• WORK REQUIRED
Repeat the lines of the listing below exactly, starting at the line that contains "Target: metal fence barricade" and running through the last line, both included, and only those.

• THE DATA
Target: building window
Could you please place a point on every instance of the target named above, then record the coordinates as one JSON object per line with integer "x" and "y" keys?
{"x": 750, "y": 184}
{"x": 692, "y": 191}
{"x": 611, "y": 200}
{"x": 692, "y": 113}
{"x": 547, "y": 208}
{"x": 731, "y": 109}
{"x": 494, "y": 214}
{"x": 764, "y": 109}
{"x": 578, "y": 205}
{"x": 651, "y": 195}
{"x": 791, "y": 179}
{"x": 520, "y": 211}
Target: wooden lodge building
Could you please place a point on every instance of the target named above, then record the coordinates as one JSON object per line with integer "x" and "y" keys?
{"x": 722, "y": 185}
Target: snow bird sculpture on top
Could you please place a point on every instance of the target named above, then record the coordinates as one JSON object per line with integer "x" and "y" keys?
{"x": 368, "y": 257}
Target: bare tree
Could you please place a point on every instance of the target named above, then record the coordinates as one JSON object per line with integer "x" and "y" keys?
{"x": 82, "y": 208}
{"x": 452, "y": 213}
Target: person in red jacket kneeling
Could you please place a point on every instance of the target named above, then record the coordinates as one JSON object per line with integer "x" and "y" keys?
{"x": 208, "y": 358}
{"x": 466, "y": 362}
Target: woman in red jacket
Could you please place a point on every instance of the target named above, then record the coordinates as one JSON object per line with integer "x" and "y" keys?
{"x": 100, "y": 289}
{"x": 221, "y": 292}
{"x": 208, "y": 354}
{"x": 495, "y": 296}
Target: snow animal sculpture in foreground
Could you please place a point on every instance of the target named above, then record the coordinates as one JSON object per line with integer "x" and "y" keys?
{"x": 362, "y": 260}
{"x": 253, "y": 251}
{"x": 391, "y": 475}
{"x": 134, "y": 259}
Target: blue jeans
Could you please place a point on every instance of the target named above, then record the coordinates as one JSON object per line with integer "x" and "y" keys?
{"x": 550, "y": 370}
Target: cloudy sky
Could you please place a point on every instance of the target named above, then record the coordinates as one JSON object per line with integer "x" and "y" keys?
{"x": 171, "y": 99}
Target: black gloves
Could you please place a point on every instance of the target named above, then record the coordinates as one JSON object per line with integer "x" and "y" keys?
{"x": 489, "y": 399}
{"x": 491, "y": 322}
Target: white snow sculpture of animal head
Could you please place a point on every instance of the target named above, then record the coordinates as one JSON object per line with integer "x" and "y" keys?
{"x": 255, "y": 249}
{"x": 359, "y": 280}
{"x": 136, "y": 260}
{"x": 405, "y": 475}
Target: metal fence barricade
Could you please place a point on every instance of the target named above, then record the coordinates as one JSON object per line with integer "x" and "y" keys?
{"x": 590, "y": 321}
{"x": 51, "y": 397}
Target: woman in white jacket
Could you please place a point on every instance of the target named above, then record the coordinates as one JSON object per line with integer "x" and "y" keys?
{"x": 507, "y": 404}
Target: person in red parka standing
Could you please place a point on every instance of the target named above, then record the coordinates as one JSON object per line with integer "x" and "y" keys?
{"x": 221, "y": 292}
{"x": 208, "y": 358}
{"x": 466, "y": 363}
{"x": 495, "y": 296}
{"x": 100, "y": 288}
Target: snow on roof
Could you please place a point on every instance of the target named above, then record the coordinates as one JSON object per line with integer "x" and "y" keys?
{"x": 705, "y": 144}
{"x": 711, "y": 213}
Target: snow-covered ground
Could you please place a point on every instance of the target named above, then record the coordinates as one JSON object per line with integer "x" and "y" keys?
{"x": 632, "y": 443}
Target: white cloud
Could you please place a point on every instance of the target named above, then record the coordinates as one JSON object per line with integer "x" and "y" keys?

• COMPLETE RESPONSE
Target: metal fence barricade
Could you please place a point on every instance of the target named above, then record the coordinates as one JSON object per line with integer "x" and "y" keys?
{"x": 590, "y": 321}
{"x": 51, "y": 397}
Target: woman in white jacket
Could you please place a point on every instance of the target named above, then record the coordinates as one JSON object per line with integer "x" and "y" keys?
{"x": 507, "y": 404}
Target: person in red parka standing
Could you please place a point on every instance of the target named above, then record the coordinates as one JSON object per line with integer "x" and "y" keys?
{"x": 221, "y": 292}
{"x": 208, "y": 358}
{"x": 466, "y": 363}
{"x": 495, "y": 296}
{"x": 100, "y": 288}
Target: snow on roof
Could you please place a point on every instance of the target named above, then record the coordinates as one JSON object per line with integer "x" and "y" keys?
{"x": 705, "y": 144}
{"x": 711, "y": 213}
Target: snow-covered ground
Could you please place a point on every instance of the target named above, then record the coordinates as one JSON object per line with integer "x" and "y" keys?
{"x": 632, "y": 443}
Target: white cloud
Could you please place a point on every instance of the target named above, then record the coordinates as one JSON object per line with integer "x" and "y" keys?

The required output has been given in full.